> **Exercise instructions**
Rescale the entries below, starting at the line that contains "slope? Mark that spot." and stopping after the final entry, and give back only those lines. Repeat every line in that span, including the ones with no answers, and multiply each coordinate in the answers by 1.85, rounding to whole numbers with halves rounded up.

## BEGIN Entries provided

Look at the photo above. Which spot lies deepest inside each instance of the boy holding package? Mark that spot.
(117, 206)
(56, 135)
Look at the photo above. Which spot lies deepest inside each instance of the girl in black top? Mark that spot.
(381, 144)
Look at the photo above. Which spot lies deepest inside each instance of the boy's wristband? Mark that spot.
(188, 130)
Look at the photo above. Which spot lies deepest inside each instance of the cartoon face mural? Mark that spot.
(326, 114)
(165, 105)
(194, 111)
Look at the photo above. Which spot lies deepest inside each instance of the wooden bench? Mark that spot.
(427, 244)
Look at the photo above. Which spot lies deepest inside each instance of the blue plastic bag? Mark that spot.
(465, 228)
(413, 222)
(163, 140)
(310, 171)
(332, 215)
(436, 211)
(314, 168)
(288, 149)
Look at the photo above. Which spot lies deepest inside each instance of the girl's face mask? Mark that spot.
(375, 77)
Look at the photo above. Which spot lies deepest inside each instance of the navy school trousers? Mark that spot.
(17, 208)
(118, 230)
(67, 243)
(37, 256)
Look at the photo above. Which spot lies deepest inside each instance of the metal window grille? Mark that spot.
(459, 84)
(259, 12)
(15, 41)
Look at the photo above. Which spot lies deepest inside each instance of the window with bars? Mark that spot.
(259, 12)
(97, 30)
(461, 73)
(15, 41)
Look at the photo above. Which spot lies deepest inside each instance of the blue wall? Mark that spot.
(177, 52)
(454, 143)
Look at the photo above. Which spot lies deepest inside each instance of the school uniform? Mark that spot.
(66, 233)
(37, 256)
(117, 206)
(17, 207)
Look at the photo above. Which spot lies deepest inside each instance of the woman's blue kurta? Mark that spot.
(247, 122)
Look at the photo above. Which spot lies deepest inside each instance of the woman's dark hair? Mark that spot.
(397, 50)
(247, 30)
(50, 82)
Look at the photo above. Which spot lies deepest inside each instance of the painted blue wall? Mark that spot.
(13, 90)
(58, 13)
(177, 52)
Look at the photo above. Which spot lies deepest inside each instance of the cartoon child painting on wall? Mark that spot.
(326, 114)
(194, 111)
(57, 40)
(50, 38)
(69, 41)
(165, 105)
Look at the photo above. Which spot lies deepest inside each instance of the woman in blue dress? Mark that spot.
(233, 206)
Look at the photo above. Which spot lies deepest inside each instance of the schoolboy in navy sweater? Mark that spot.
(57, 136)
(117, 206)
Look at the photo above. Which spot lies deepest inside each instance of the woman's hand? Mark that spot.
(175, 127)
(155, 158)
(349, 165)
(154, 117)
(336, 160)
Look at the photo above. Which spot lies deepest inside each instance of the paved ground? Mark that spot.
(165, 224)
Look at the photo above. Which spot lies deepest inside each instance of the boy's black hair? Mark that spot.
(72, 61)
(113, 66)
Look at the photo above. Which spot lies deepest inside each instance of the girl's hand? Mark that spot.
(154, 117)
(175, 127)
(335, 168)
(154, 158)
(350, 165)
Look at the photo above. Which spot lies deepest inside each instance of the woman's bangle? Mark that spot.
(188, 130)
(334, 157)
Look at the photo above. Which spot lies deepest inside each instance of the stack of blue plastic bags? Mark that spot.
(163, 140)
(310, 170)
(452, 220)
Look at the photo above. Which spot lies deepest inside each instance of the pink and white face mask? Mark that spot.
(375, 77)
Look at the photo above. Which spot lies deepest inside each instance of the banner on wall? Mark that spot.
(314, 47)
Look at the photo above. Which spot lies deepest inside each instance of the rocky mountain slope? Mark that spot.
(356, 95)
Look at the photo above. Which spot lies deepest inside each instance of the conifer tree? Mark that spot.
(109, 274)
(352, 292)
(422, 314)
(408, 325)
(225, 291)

## END Entries provided

> **Written answer**
Look at the photo above. Which spot lies deepest inside each instance of the rocky mountain slope? Mark that spot.
(659, 176)
Look at the photo above. Which spot lies deepest inside each instance of the conifer tree? Mark that spot.
(202, 507)
(651, 540)
(781, 581)
(755, 601)
(416, 538)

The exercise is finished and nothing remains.